Can you copy each of the items below word for word?

[Data listing]:
[Begin]

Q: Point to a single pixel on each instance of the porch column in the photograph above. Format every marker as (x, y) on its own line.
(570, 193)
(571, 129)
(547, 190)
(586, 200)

[End]

[Task solution]:
Q: Point to a single pixel on each instance of the porch column in the photograph above. Format every marker as (x, y) on its own line.
(570, 193)
(571, 129)
(547, 190)
(586, 200)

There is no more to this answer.